:: Text shown ::
○ ○ ○ ○ ○ ○ ○

This text is not a guide to farming – people write enormous textbooks and develop university programs devoted to the subject, and still don’t describe everything there is to know. Instead we want to give you a brief orientation to growing food, along with some initial ideas to get you going in the right direction. 

Staying Realistic – Why Most People Can’t Feed Themselves

Chances are, you live in an urban area. 4 out of 5 people in the US live in a city or nearby suburb. Unless you are that 1 in 5 people, relying on a garden as a main source of food won’t work for you. This is a hard truth.

Unfortunately, many people incorrectly assume a small amount of and a hard working gardener could feed a family if times got tough. Growing food is labor intensive, and each square foot of soil can only produce a limited amount of harvest. There’s a lot of up front investment necessary – either in time or money. 

In the most advanced mechanized farms, full of tractors, expensive fertilizers, and skilled full time laborers, the most amount of calories on record in a single harvest is around 16 people fed per acre (16 million calories). One square mile is 640 acres, which would make just over 10,000 people fed per square mile of corn field.

○ ○ ○ ○ ○ ○ ○

:: Short exercise ::
Can you output the passage on growing food word for word, starting at "Staying Realistic –" and ending at "a hard truth."?

○ ○ ○ ○ ○ ○ ○

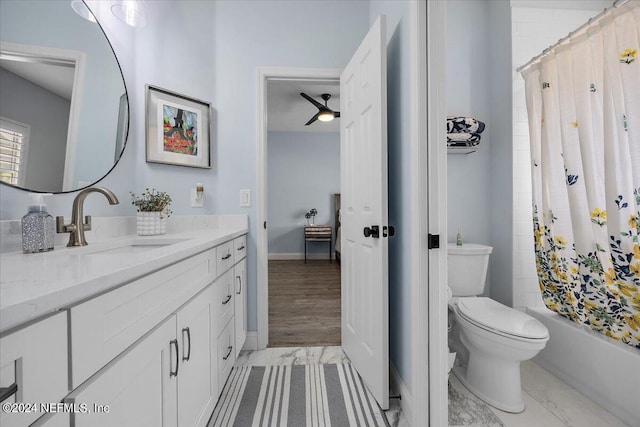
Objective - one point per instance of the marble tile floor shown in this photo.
(308, 356)
(550, 402)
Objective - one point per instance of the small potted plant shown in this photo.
(153, 210)
(311, 216)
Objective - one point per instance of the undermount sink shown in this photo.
(135, 246)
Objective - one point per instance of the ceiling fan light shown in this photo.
(81, 9)
(326, 116)
(131, 12)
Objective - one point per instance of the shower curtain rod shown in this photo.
(591, 21)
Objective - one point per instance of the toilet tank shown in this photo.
(467, 268)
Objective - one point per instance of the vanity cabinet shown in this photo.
(197, 375)
(155, 351)
(139, 387)
(26, 357)
(104, 326)
(165, 379)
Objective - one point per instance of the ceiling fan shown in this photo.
(324, 114)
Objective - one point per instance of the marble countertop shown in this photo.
(34, 285)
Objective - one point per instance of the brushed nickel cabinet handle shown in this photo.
(6, 392)
(172, 373)
(188, 356)
(230, 348)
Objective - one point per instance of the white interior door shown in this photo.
(363, 171)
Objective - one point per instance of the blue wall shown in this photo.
(214, 57)
(304, 173)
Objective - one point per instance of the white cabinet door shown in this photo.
(33, 368)
(197, 377)
(139, 387)
(240, 302)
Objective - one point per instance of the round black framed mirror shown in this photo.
(64, 110)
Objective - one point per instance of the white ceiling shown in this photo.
(287, 111)
(54, 78)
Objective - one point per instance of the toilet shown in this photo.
(495, 338)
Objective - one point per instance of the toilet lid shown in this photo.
(500, 318)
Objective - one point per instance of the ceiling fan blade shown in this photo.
(313, 101)
(313, 119)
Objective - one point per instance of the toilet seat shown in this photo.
(500, 319)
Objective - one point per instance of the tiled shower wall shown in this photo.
(533, 30)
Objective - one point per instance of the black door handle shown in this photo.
(5, 392)
(373, 231)
(388, 231)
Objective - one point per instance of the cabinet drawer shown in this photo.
(224, 296)
(226, 354)
(224, 255)
(103, 327)
(35, 360)
(239, 248)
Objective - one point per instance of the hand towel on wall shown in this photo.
(464, 125)
(463, 139)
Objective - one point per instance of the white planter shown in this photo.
(151, 223)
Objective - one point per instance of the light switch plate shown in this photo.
(245, 198)
(195, 203)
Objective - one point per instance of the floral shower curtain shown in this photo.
(583, 102)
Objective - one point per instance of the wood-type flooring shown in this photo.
(304, 303)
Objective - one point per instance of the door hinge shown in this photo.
(434, 241)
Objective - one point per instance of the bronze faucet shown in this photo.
(77, 228)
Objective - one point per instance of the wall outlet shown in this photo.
(245, 198)
(195, 203)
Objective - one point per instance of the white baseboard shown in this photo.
(398, 387)
(251, 342)
(296, 256)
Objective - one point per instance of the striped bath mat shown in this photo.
(298, 395)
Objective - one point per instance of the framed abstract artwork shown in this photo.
(178, 129)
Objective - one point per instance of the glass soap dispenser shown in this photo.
(38, 227)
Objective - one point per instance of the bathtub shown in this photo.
(606, 371)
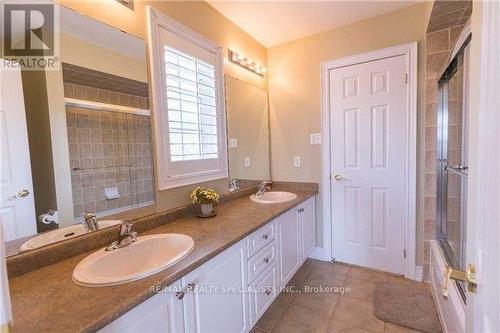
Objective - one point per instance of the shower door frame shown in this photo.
(442, 168)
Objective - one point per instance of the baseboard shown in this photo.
(317, 253)
(451, 310)
(419, 272)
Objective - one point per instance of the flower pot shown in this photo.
(206, 209)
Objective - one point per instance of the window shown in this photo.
(188, 105)
(192, 116)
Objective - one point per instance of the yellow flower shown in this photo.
(204, 195)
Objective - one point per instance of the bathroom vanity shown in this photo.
(250, 246)
(210, 298)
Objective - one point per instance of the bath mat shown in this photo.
(409, 305)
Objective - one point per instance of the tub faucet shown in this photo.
(126, 237)
(90, 222)
(263, 187)
(234, 185)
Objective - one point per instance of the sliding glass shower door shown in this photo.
(452, 166)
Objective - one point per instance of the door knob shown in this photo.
(23, 193)
(339, 178)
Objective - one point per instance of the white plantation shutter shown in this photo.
(192, 115)
(188, 104)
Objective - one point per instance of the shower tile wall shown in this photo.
(93, 94)
(446, 23)
(102, 144)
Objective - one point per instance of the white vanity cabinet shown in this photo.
(161, 313)
(288, 226)
(215, 300)
(296, 234)
(230, 292)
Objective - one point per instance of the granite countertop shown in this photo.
(47, 300)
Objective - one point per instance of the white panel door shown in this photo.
(289, 244)
(215, 300)
(17, 207)
(308, 227)
(368, 126)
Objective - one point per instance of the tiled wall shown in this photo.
(103, 144)
(447, 21)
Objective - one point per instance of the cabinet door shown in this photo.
(289, 244)
(307, 227)
(162, 312)
(216, 300)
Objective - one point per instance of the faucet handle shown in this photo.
(125, 228)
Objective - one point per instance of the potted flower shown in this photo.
(205, 197)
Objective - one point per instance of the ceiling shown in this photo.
(276, 22)
(100, 34)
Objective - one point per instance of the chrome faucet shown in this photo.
(127, 237)
(90, 222)
(263, 187)
(234, 185)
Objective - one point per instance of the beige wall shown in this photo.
(295, 96)
(198, 16)
(248, 122)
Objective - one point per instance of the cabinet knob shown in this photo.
(339, 178)
(180, 294)
(23, 193)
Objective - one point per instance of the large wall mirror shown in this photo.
(90, 136)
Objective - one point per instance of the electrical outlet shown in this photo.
(315, 138)
(296, 161)
(233, 143)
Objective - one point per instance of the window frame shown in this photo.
(159, 109)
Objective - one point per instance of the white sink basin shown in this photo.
(145, 257)
(273, 197)
(62, 234)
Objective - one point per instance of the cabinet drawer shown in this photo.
(262, 292)
(260, 238)
(262, 260)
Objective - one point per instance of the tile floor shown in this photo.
(329, 312)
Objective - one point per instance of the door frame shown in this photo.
(409, 50)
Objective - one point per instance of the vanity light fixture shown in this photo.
(127, 3)
(240, 60)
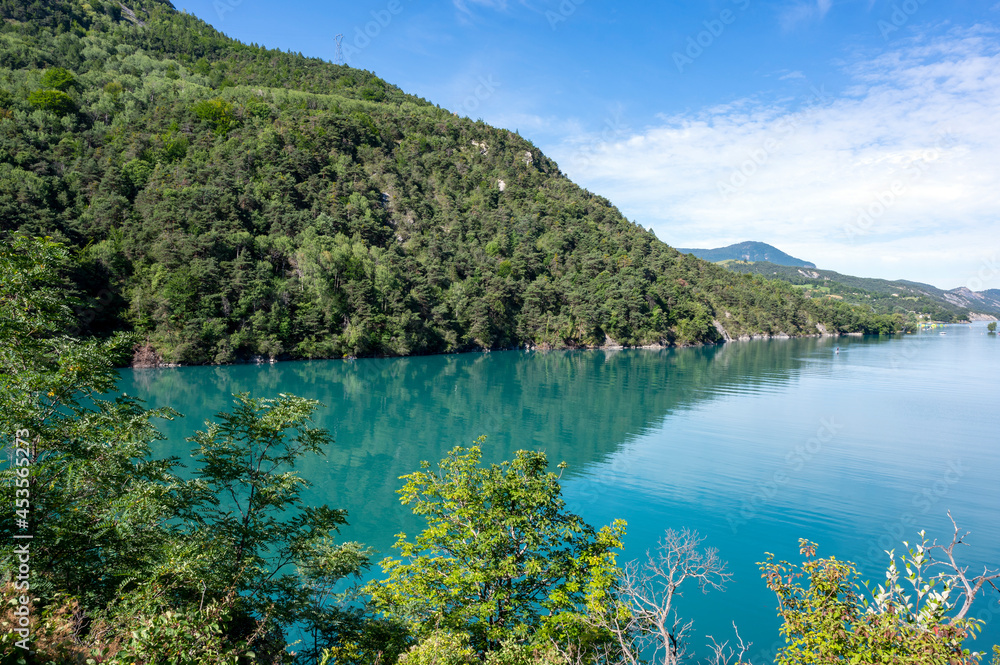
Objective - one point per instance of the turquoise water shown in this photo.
(753, 444)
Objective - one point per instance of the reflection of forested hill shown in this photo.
(388, 415)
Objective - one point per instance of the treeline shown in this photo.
(112, 558)
(227, 201)
(877, 295)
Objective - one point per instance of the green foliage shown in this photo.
(58, 78)
(440, 648)
(246, 472)
(220, 114)
(231, 201)
(99, 504)
(197, 571)
(52, 100)
(500, 557)
(831, 620)
(179, 638)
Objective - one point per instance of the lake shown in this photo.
(753, 444)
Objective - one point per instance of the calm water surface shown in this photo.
(753, 444)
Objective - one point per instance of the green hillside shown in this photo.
(228, 201)
(748, 251)
(881, 295)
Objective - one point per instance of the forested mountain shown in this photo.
(882, 295)
(228, 201)
(748, 251)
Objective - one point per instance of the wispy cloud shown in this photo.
(802, 12)
(914, 139)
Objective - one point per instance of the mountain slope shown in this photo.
(748, 251)
(229, 201)
(884, 296)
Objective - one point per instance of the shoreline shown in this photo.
(262, 360)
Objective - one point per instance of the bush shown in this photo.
(441, 648)
(52, 100)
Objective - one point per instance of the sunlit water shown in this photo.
(753, 444)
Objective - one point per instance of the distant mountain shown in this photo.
(751, 252)
(882, 295)
(229, 202)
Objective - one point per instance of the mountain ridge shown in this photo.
(227, 201)
(751, 251)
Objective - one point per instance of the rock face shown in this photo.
(982, 300)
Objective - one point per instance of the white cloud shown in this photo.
(801, 12)
(896, 177)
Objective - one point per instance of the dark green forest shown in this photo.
(879, 295)
(226, 201)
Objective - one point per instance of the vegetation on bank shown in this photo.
(131, 564)
(226, 201)
(909, 299)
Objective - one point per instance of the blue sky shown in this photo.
(856, 134)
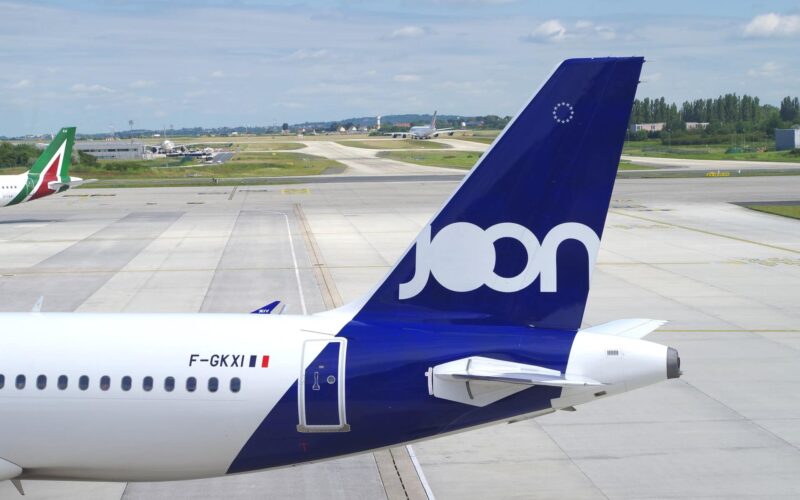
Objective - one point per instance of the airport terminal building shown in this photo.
(112, 150)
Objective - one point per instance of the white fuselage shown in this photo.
(10, 186)
(118, 434)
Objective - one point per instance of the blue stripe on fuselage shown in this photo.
(387, 396)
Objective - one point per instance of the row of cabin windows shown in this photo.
(126, 383)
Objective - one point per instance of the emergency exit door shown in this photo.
(321, 386)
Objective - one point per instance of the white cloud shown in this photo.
(548, 31)
(768, 69)
(474, 2)
(408, 32)
(605, 33)
(772, 25)
(83, 88)
(304, 54)
(141, 84)
(406, 78)
(22, 84)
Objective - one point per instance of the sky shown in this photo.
(208, 63)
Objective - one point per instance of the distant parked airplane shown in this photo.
(423, 131)
(478, 322)
(49, 175)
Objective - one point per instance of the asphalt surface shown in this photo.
(726, 277)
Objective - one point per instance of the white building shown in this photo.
(696, 125)
(112, 150)
(787, 138)
(648, 127)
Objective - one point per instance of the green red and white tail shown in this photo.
(50, 173)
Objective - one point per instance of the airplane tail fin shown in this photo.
(517, 241)
(51, 168)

○ ○ ○ ○ ○ ○ ○

:: Right answer ::
Staying Realistic – Why Most People Can’t Feed Themselves

Chances are, you live in an urban area. 4 out of 5 people in the US live in a city or nearby suburb. Unless you are that 1 in 5 people, relying on a garden as a main source of food won’t work for you. This is a hard truth.